*** EXERCISE PASSAGE ***
Under HIPAA, decedent information
is continued to be protected by the law.
Again, that's slightly different than the Privacy Act.
In application, though, under the Privacy Act,
the clinical center extends the Privacy Act protections
for the benefit of the privacy of the family,
even if it specifically ends with the death
of that particular patient, we can extend it, in essence,
to protect the privacy of the family.
And going back to HIPAA,
authorizations for waver of consent
to sharing can be granted
by the Institutional Review Board or Privacy Board,
which is a term of art that relates mostly to HIPAA.
And switching gears to one of our,
I guess our second to last topic tonight,
sometimes folks have questions about authorship,
and who is seen to be an author on a research publication.
Generally, this is a policy matter.
There's no specific legal requirements,
but there are professional standards,
and NIH itself has policies
that require the designation of authorship be based
on significant contribution to the conceptualization,
design, execution, and/or interpretation of the study.
Otherwise, contributions can be handled
by a mere acknowledgment.
As for data rights, data that is developed
by those at the clinical center--
again our intramural research program--
those at institutes or centers at NIH
are generally the property of the federal government.
When research is supported in the intramural program,
there are protections that apply to the inventions
of both the researchers and the government.
However, an extramural research--
again, the grants concept
where NIH is funding outside institutions
to perform specific tasks with little--
I guess I would say where the government
doesn't anticipate substantial programmatic involvement
during the performance of that task,
the data rights will vary.
And finally, our last topic: legal liability and malpractice.
So, it's been said, and I tend to agree
that clinical researchers and clinicians at the NIH
are subject to fewer actions for negligence or malpractice
than is common in some other institutions.
The type of claims most commonly filed involve
mistakes of treatment or diagnosis,
or defects of informed consent.
So, the Federal Towards Claim Act,
you may have heard of it if you're an NIH employee,
the legal citations at the bottom of the page.
Again, I mentioned before,
the sovereign immunity doctrine in the United States.
Generally, the United States can't be sued as a party
unless it agrees, by law, to be sued.
And, under the FTCA,
the government is allowing itself to be sued.
And so, what happens is that,
under the Federal Towards Claim Act, or FTCA,
the FTCA becomes the exclusive remedy
for somebody who has a complaint
against the government and its employees.
***
= WORK ORDER A =
According to the lecture transcript, what does the FTCA become for someone who has a complaint against the government and its employees?
= WORK ORDER B =
Duplicate the stretch of the lecture transcript from "And going back" through "a research publication.".
= WORK ORDER C =
The lecture transcript names the aspects of a study in which a significant contribution qualifies someone for authorship under NIH policies. List every one of those aspects.
The rows that come next are not needed for this work.
*** THE DATA ***
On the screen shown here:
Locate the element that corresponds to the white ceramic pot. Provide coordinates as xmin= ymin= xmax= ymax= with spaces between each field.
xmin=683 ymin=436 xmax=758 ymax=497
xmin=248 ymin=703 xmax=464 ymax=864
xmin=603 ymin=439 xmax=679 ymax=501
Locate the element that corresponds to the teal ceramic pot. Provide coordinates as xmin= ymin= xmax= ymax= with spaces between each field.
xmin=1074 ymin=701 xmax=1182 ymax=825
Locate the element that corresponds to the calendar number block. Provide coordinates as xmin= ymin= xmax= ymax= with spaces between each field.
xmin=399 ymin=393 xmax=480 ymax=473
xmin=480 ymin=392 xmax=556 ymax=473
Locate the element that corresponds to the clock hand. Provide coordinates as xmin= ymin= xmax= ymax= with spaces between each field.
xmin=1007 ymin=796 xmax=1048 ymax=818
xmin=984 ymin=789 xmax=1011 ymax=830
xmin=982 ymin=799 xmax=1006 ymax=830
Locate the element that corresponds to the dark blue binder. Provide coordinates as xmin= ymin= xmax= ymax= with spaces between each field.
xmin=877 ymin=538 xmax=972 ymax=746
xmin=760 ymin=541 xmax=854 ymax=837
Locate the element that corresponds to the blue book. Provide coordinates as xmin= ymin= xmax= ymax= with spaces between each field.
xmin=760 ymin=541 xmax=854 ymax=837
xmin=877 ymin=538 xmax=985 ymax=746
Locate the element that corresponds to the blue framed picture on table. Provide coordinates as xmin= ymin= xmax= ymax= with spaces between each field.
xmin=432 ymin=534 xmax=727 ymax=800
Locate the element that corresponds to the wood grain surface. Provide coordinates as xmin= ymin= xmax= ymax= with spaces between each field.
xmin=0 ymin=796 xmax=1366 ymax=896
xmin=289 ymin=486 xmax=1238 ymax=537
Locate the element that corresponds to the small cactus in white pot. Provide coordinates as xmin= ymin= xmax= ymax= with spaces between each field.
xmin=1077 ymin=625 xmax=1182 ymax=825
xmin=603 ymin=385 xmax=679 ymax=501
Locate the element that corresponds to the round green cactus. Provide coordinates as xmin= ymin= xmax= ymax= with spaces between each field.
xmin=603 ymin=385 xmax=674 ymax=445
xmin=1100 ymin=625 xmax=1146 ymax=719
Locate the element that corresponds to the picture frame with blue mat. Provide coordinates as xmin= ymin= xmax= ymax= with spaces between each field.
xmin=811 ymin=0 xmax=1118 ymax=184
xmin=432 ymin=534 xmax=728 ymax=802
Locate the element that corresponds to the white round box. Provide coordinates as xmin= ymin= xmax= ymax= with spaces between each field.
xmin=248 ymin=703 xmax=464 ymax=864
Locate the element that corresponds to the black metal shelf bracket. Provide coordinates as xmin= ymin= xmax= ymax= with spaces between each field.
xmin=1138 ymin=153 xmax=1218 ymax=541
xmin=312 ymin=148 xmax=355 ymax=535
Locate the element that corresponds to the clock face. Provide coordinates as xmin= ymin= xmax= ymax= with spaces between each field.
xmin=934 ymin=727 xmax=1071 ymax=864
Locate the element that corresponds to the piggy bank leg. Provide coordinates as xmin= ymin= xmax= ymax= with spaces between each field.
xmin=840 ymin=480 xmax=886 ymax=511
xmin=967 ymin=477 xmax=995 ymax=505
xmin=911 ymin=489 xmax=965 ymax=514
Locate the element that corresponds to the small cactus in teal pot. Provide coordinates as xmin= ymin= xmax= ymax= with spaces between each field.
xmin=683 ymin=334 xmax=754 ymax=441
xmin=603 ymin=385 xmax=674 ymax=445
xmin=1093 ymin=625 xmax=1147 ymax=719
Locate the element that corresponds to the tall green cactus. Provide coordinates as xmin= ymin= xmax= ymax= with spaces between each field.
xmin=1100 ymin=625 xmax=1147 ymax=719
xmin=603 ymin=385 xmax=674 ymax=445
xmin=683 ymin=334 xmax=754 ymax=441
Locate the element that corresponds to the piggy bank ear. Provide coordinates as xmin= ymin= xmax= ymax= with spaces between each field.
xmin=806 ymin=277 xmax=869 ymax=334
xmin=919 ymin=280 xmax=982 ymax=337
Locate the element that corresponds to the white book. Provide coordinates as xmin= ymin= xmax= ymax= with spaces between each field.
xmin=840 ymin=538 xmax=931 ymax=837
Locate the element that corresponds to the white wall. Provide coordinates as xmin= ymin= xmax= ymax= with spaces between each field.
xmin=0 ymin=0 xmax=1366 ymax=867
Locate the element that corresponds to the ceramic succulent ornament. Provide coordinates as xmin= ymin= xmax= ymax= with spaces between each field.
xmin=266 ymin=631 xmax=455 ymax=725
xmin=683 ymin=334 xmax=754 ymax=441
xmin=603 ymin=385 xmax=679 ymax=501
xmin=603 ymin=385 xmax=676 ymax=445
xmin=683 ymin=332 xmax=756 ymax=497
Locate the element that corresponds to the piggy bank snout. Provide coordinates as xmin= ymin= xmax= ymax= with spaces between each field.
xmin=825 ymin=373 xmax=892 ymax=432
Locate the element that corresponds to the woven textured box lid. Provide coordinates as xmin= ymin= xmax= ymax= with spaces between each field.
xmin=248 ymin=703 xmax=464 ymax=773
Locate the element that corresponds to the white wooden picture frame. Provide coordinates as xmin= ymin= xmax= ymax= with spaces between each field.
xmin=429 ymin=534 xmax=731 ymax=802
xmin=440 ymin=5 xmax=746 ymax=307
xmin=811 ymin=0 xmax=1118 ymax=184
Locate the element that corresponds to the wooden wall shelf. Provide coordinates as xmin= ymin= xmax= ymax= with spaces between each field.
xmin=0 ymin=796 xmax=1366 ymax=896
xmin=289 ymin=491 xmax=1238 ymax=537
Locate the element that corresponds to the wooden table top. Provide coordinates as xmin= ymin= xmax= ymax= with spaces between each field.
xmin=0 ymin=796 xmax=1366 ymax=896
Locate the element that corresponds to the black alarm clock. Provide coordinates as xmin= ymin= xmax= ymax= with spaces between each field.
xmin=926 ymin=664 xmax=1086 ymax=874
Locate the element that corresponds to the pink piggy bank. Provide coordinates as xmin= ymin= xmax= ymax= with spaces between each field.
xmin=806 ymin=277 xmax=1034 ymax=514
***
= FINAL ANSWER A =
The exclusive remedy.

= FINAL ANSWER B =
And going back to HIPAA,
authorizations for waver of consent
to sharing can be granted
by the Institutional Review Board or Privacy Board,
which is a term of art that relates mostly to HIPAA.
And switching gears to one of our,
I guess our second to last topic tonight,
sometimes folks have questions about authorship,
and who is seen to be an author on a research publication.

= FINAL ANSWER C =
Conceptualization, design, execution, interpretation